映画製作を禁じられた国際派監督のトンチ人生!! 車中から見えてくるイランの内情『人生タクシー』
#映画 #パンドラ映画館
パナヒ監督が古い友人に会うために車をちょっと離れた間に、見逃せないドラマが起きる。駐車された車の中から面白い題材はないか周囲の光景をスマホで撮影していたハナちゃんだが、そのスマホが最高の被写体を見つけた。新婚旅行にこれから出発しようとしている新婚カップルを友人が記念撮影していたのだが、その友人がポケットに入れていた財布を路上に落としてしまう。財布が落ちたことに気づいたのは、スマホを回していたハナちゃんと近くのゴミ箱を漁っていたホームレス風の男の子の2人だけ。財布をネコババしようとする男の子に向かって、ハナちゃんは持ち主に返すようにと呼び止める。ドキュメンタリー映画を撮影していた監督が被写体に向かってリテイクを、そして演技を求めた瞬間である。「財布をネコババすれば犯罪者だけど、返せばあなたはヒーローになれるわ」と男の子を懸命に説得しようとするハナちゃん。ヒーローになるか、犯罪に手を染めるかで心が揺れる男の子。このときハナちゃんは、カメラを通して人の心を撮るという行為は、監督自身の心も真っ裸になってしまうということを学ぶ。パナヒ監督が目を離していた数分の間に、ハナちゃんは映画監督として急激に成長を遂げていく。

───

作業指示: 映画『人生タクシー』を紹介する引用文を、最後の文に続けて書き進めてください。

表示データ:
───

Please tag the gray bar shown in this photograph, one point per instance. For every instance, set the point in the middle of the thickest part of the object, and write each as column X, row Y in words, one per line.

───

解答:
パナヒ監督の作品において、どこまでが無作為でどこからが作為であるかのボーダーを引くことはあまり意味がない。パナヒ監督は作為と無作為の向こう側にある真実をカメラに収めようとしている。作為と無作為は、イラン社会の建前と本音に言い換えることもできる。イランの社会体制と体制寄りのイラン映画界を揶揄した本作はイランでは上映できないし、パナヒ監督だけでなく本作に登場した人たちまで当局に睨まれる恐れがある。イランでの映画づくりは本当に命がけだ。それでもパナヒ監督はそんな母国イランで、映画らしくない映画をこれからも撮り続けるに違いない。人生いろいろ、映画もいろいろ。パナヒ監督のユーモアとアイロニーがテヘランの路上に咲き乱れる。
(文=長野辰次)
『人生タクシー』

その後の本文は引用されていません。